Once you have read the entries, copy all of them exactly.

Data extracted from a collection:
-- Opening Marker --
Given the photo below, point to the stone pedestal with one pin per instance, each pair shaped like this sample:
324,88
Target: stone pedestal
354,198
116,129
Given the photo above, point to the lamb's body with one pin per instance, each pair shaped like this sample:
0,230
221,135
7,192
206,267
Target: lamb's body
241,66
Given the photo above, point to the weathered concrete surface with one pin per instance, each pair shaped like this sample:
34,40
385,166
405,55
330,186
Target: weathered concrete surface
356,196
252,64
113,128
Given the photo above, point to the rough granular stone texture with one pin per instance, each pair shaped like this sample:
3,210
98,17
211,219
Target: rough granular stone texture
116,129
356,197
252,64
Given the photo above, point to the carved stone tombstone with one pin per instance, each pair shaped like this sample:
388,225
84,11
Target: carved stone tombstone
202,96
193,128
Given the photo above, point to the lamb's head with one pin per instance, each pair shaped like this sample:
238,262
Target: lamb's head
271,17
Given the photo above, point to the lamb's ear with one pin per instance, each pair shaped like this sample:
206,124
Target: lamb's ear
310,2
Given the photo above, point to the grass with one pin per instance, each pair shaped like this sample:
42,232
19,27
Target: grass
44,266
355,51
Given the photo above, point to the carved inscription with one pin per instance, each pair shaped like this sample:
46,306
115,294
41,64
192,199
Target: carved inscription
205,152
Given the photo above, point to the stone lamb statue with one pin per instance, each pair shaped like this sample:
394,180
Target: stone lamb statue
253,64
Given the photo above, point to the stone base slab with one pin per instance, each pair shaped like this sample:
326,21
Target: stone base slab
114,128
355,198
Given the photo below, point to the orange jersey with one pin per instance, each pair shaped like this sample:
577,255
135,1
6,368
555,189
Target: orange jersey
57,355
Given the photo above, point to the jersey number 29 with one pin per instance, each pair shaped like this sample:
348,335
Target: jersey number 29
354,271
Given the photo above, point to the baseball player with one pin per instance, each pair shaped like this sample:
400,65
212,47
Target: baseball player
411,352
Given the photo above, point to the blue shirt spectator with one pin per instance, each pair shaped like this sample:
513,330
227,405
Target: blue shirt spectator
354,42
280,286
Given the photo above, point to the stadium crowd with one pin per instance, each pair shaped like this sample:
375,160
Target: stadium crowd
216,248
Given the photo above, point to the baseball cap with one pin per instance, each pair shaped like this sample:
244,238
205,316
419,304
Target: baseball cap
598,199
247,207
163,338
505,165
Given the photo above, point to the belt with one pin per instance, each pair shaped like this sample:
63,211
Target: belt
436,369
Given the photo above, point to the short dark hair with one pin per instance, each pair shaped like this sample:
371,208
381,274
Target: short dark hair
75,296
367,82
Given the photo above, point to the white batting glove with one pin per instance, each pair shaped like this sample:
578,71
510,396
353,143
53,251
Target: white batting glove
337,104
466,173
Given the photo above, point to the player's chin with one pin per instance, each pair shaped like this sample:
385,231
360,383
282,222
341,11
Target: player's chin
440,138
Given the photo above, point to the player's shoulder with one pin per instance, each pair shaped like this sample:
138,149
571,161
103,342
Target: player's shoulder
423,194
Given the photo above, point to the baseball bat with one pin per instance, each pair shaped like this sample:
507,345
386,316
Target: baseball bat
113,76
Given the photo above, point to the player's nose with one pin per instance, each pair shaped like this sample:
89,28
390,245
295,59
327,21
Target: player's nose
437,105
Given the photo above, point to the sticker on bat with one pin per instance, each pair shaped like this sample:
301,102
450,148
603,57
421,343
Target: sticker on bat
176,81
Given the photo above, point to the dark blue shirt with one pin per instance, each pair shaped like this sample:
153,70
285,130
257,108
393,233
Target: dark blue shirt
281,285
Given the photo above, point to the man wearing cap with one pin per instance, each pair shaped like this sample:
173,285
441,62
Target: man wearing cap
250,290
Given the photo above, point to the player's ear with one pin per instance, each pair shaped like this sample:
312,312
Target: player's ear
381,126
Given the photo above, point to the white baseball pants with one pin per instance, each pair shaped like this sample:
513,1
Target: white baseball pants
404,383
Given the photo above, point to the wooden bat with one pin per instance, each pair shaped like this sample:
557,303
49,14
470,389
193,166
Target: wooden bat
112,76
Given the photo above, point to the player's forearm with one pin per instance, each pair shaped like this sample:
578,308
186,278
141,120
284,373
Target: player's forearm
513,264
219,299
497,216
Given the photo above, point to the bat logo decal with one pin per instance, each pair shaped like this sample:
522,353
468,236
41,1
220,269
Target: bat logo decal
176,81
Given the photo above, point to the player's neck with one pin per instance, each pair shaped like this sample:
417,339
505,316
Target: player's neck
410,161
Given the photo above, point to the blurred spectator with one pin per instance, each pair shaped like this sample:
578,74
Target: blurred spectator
-- Closing Marker --
## Answer for the task
Given the photo below, point to the stone pedestal with one pin per instance, each pair shaped like this sample:
324,88
Target: stone pedestal
354,198
116,129
Given the photo above, point to the lamb's body with one pin per instance, each pair shaped like this sample:
0,230
221,135
7,192
206,267
Target: lamb's body
241,66
Given the photo above, point to the weathered concrete surface with one pin per instance, each pair shaped like this sample:
34,40
385,166
405,55
330,186
Target: weathered concrete surface
356,196
252,64
113,128
Given the photo above, point to the rough granular stone texture with one pin per instance, each pair shaped like this sample:
3,210
98,17
211,219
Target: rough granular stone texture
116,129
356,197
252,64
Given the photo above, point to the carved stone tombstone with one pin per instance, each pair shaped like this sample:
388,225
84,11
Target: carved stone tombstone
202,96
193,128
Given the photo above, point to the lamb's head with one pin per instance, each pair shaped like this sample:
238,262
Target: lamb's head
271,17
Given the photo above, point to the lamb's ear with one pin per instance, each pair shaped like this sample:
206,124
Target: lamb's ear
310,2
Given the photo above, point to the grass with one pin per instance, each pair shaped like this sample:
42,232
19,27
Target: grass
44,266
355,51
Given the photo above, point to the carved inscription with one pin per instance, each pair shaped like this sample:
46,306
115,294
41,64
192,199
Target: carved inscription
205,152
Given the photo above, point to the stone lamb statue with one pin per instance, each pair shaped like this sample:
394,180
Target: stone lamb statue
253,64
Given the photo above, point to the stone base slab with one pin per instance, each pair shaped like this sample:
326,21
Target: stone base slab
114,128
355,198
Given the photo below, point to the orange jersey with one pin per instance, each pair shaped like this sample:
577,255
135,1
6,368
555,189
Target: orange jersey
57,355
Given the photo above, point to the jersey number 29 with one pin per instance, each pair shaped like this sample:
348,335
Target: jersey number 29
354,271
Given the photo above, point to the baseball player with one pin per instance, each pair shaped like this sample:
400,65
212,47
Target: baseball player
411,352
Given the photo above, point to the blue shirt spectator with one pin per instance, each pair shaped like this sample:
513,330
227,405
Target: blue shirt spectator
354,42
280,286
Given the photo above, point to the stadium crowd with one pin per instance, each pair shaped like this sample:
375,160
Target: stadium crowd
216,248
Given the photo above, point to the baseball cap with one pin per instance, each pair shaped like this sample:
244,238
205,316
419,304
Target: baseball cap
598,199
247,207
163,338
505,165
Given the photo above, point to the belt with one pin per instance, each pair shaped like this sample:
63,211
Target: belt
436,369
Given the photo above, point to the short dark hair with one pin per instance, each pair shaped like this sample:
371,208
381,274
Target: short dark hair
75,296
367,82
Given the photo above, point to the white batting glove with one pin per instance, each pair shaped like this sample:
578,71
510,396
353,143
53,251
Target: white batting glove
337,104
466,173
Given the photo above, point to the player's chin with one pin per instance, each pair shaped like this sample:
385,231
360,383
282,222
341,11
Target: player's chin
440,138
Given the photo above, point to the player's shoulder with one pin per instance, each pair shaped like this sample:
138,149
571,161
103,342
Target: player's shoulder
423,194
Given the photo above, point to the baseball bat with one pin per instance, each pair shaped like this sample:
507,345
386,316
Target: baseball bat
113,76
Given the photo above, point to the player's nose with one pin per instance, each pair shaped like this sample:
89,28
390,245
295,59
327,21
Target: player's nose
437,105
Given the photo above, point to the sticker on bat with one pin per instance, each pair shaped like this sample:
301,102
450,148
603,57
421,343
Target: sticker on bat
176,81
Given the photo above, point to the dark blue shirt with one pin per instance, each pair shaped like this sample:
153,70
285,130
257,108
393,233
Target: dark blue shirt
281,285
Given the photo above, point to the man wearing cap with one pin per instance, each pair shaped like this sample:
173,285
441,62
Target: man wearing cap
250,290
Given the photo above, point to the player's ear with one pin per instance, each pair shaped like this sample:
312,312
Target: player's ear
381,126
Given the photo above, point to the white baseball pants with one pin per instance, each pair shaped like this sample:
513,1
Target: white baseball pants
404,383
Given the photo above, point to the wooden bat with one pin per instance, each pair shaped like this sample:
557,303
49,14
470,389
193,166
Target: wooden bat
112,76
Given the photo above, point to the player's forearm with one pin per instance, each pair shaped like this sample:
578,308
186,278
141,120
284,373
Target: player's forearm
513,264
219,299
497,216
Given the photo above, point to the bat logo decal with one pin per instance, each pair shaped like this sample:
522,353
468,236
41,1
220,269
Target: bat logo decal
176,81
Given the photo above, point to the player's neck with one pin per instance, each pair shaped like this sample:
417,339
505,316
Target: player's neck
410,161
Given the photo above, point to the blurred spectator with one pin per instance, each pair shaped like this sample:
578,74
Target: blurred spectator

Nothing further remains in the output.